* _The task_
Which lines in the data below contain the word "Highlight"? Copy each of them.

[Stored data entries]
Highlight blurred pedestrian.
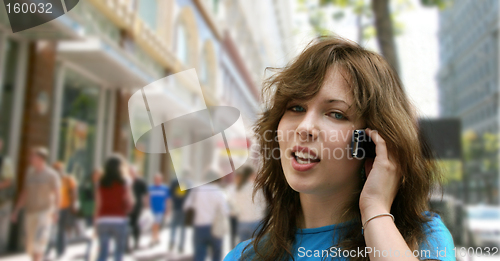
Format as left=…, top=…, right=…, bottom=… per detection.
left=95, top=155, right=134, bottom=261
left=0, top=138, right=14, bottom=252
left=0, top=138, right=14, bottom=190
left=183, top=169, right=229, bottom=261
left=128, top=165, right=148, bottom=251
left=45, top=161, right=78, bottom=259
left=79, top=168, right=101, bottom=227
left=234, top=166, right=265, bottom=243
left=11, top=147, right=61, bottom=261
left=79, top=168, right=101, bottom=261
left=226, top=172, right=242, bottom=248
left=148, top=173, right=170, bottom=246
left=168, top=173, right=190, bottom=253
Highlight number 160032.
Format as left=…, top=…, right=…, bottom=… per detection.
---
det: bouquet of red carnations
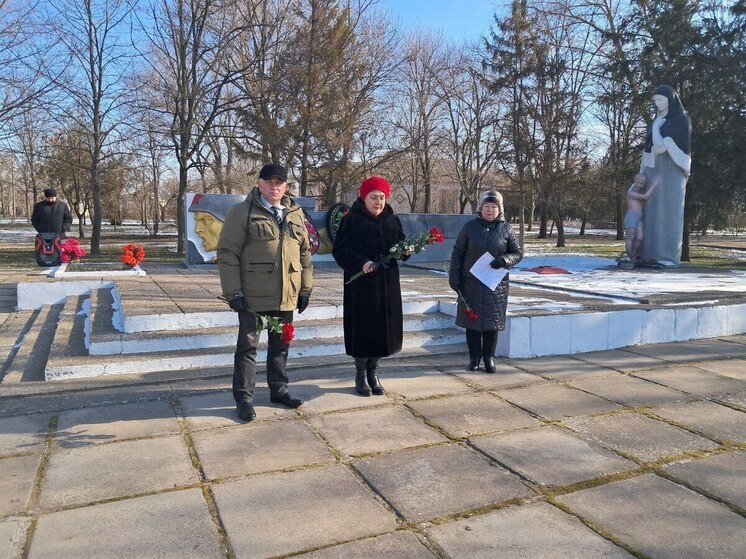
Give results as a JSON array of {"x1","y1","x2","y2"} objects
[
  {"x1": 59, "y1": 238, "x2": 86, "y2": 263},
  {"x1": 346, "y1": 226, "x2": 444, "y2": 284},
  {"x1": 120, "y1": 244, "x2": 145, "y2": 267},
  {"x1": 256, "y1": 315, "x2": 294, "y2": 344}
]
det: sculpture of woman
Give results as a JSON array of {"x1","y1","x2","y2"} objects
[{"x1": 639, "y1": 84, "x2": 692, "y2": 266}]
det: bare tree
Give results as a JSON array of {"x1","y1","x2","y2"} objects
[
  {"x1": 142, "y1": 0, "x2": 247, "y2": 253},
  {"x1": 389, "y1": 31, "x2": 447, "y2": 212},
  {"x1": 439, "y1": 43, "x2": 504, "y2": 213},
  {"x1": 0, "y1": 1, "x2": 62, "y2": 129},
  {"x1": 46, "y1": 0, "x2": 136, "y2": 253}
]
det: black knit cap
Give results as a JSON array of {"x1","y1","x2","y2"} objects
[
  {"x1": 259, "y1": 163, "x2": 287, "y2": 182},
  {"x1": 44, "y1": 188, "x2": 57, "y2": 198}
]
* * *
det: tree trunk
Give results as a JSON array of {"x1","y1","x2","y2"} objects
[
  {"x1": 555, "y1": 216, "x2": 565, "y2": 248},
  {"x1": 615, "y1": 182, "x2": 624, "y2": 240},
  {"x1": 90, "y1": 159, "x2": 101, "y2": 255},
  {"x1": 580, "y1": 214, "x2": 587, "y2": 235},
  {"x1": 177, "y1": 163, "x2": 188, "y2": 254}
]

* _Answer to the exercise_
Highlight blurred pedestrian.
Highlight number 160032.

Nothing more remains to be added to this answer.